--- Instruction ---
Rewrite the part of the listing that opens with the line containing "of the purple" and closes with the line containing "[(221, 381)]", both of those lines included, as a numbered list with one line per item. Leave out any blank lines.

--- Material for this task ---
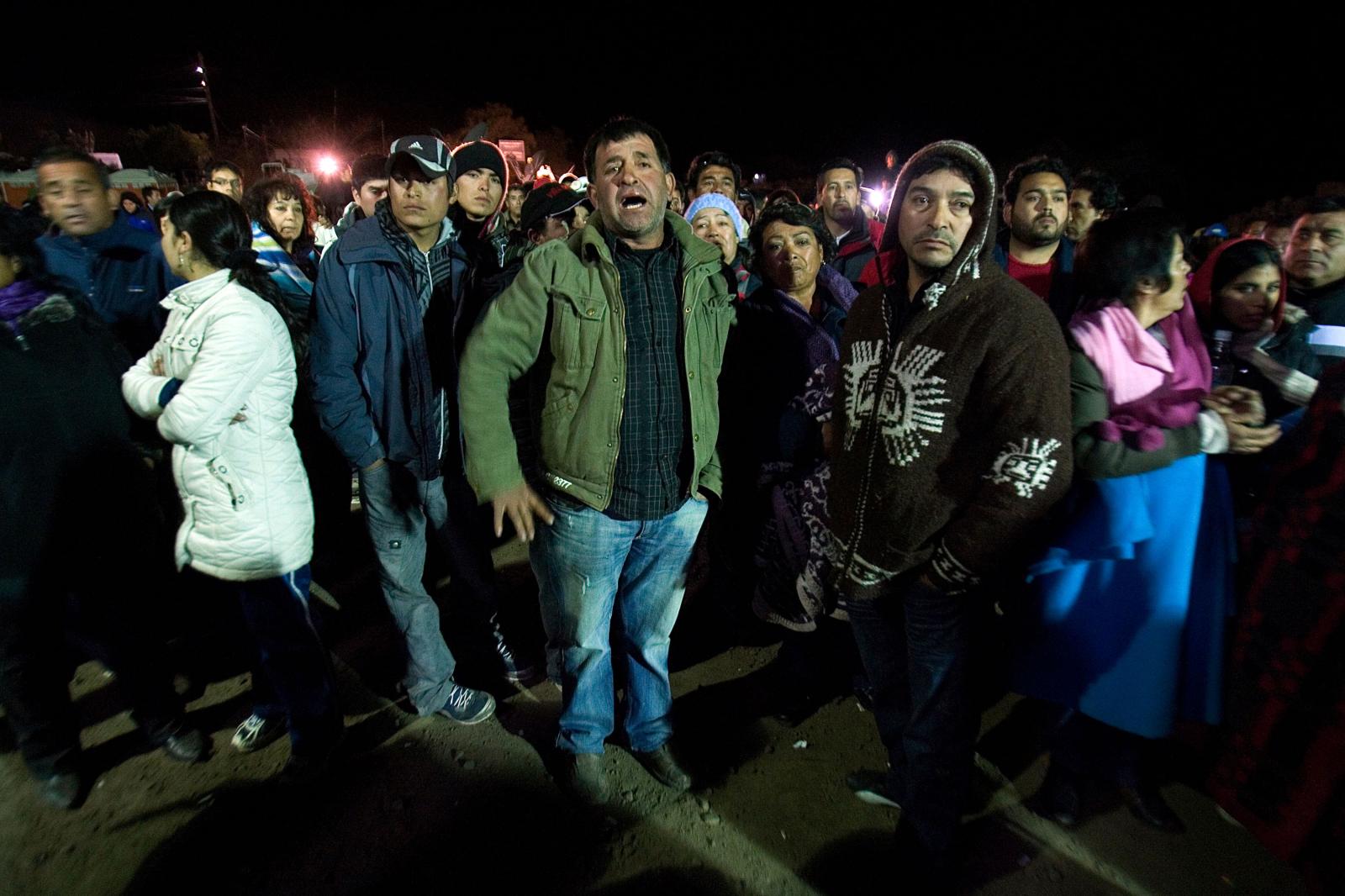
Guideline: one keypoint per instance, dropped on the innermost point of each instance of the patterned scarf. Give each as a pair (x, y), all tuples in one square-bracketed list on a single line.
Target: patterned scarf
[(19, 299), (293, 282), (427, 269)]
---
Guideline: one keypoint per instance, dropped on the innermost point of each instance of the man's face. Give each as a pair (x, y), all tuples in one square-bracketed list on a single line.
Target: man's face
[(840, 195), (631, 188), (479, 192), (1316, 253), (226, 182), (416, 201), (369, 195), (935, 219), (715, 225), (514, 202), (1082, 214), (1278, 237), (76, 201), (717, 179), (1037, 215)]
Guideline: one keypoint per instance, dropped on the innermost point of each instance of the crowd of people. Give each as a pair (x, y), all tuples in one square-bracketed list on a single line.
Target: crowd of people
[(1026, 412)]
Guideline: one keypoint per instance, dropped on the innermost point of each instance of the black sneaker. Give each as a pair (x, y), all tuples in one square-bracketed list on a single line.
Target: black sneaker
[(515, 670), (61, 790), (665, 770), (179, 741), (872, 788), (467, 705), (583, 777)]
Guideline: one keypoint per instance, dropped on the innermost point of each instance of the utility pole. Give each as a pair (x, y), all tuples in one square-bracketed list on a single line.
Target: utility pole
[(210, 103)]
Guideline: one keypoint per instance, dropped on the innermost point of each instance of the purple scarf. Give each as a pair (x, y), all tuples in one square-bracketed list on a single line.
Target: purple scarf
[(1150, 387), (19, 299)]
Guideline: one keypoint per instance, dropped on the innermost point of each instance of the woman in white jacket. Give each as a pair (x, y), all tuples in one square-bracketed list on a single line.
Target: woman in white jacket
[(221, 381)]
...
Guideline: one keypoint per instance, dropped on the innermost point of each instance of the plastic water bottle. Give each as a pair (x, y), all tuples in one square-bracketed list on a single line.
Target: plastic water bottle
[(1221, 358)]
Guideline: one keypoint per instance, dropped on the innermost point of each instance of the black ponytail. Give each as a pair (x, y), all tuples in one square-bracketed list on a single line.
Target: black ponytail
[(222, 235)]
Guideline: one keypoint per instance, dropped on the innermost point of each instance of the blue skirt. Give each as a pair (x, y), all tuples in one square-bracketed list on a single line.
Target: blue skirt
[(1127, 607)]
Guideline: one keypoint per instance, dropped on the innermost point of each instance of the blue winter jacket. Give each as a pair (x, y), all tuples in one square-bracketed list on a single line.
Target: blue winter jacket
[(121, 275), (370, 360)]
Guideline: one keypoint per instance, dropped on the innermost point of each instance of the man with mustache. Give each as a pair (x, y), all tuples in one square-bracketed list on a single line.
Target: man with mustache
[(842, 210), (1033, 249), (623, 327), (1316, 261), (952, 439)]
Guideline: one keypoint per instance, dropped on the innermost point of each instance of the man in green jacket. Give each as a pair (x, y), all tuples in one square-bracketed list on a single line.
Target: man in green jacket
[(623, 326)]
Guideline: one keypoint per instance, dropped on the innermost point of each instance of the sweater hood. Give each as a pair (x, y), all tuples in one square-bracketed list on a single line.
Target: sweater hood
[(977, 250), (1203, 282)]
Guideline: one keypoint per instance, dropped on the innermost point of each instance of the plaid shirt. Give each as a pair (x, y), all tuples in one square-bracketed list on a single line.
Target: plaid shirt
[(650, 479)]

--- Final result ---
1. Guideline: one keypoint per instance, dropped on the innermost point of each instance of the purple scarf. Give each as a pair (x, y), all tuples in one square-bracketed list on a single line.
2. Target: purple scarf
3. [(1150, 387), (19, 299)]
4. Guideline: one keypoint per instance, dropped on the innermost point of each instance of the woman in white jacket. Give each as a pair (x, y), all tuples in one square-bracketed list on a single line.
5. Target: woman in white jacket
6. [(221, 381)]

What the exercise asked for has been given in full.